* **Отрывок для чтения**:

━━━━━━━━

Глава X. Великий князь Всеволод Ольгович г.1139—1146
Всеволод изгоняет Вячеслава. Междоусобия. Мужество Андрея. Честность Всеволода. Его благоразумие. Равнодушие новогородцев к княжеской чести. Беспокойства в Новегороде. Смерть Андрея Доброго. Грабежи. Хитрость Всеволода. Россияне в Польше. Первая вражда Георгия с Изяславом. Мореходство новогородцев. Браки. Поход на Галич. Иоанн Берладник. Всеволод избирает наследника. Дела польские. Война с галицким князем. Мужество воеводы звенигородского. Кончина Всеволода.
Вячеслав, князь переяславский, спешил в Киев быть наследником Ярополковым, и митрополит, провождаемый народом, встретил его [22 февраля 1139 г.] как государя. Но Всеволод Ольгович не дал ему времени утвердить власть свою: узнав в Вышегороде о кончине Ярополковой, немедленно собрал войско; обступил Киев и зажег предместие Копыревское. Устрашенный Вячеслав послал митрополита сказать Всеволоду: «Я не хищник; но ежели условия наших отцов не кажутся тебе законом священным, то будь государем киевским: иду в Туров». Он действительно уехал из столицы, а Всеволод с торжеством сел на престоле великокняжеском, дав светлый пир митрополиту и боярам; вино, мед, яства, овощи были развозимы для народа; церкви и монастыри получили богатую милостыню.— К неудовольствию брата своего, Игоря, Всеволод отдал Чернигов сыну Давидову, Владимиру.

━━━━━━━━

* **Собранный материал**:

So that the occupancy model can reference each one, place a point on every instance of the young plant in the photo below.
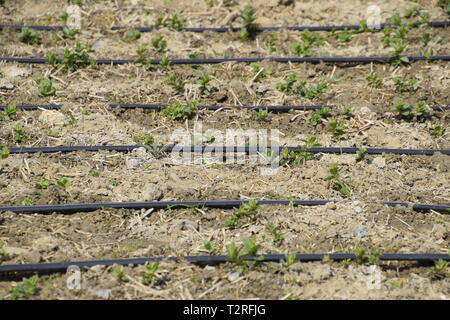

━━━━━━━━

* **Задание**: Перескажите, пожалуйста, отрывок о вокняжении Всеволода Ольговича в двух предложениях.

* **Ответ к заданию**: Переяславский князь Вячеслав поспешил в Киев наследовать Ярополку, и митрополит с народом встретил его как государя, но Всеволод Ольгович, узнав в Вышегороде о кончине Ярополка, собрал войско, обступил Киев и зажег Копыревское предместье. Устрашенный Вячеслав передал через митрополита, что уступает Киев и идет в Туров, и уехал из столицы, а Всеволод с торжеством сел на великокняжеский престол, дал пир митрополиту и боярам, одарил церкви и монастыри и, к неудовольствию брата Игоря, отдал Чернигов Владимиру, сыну Давида.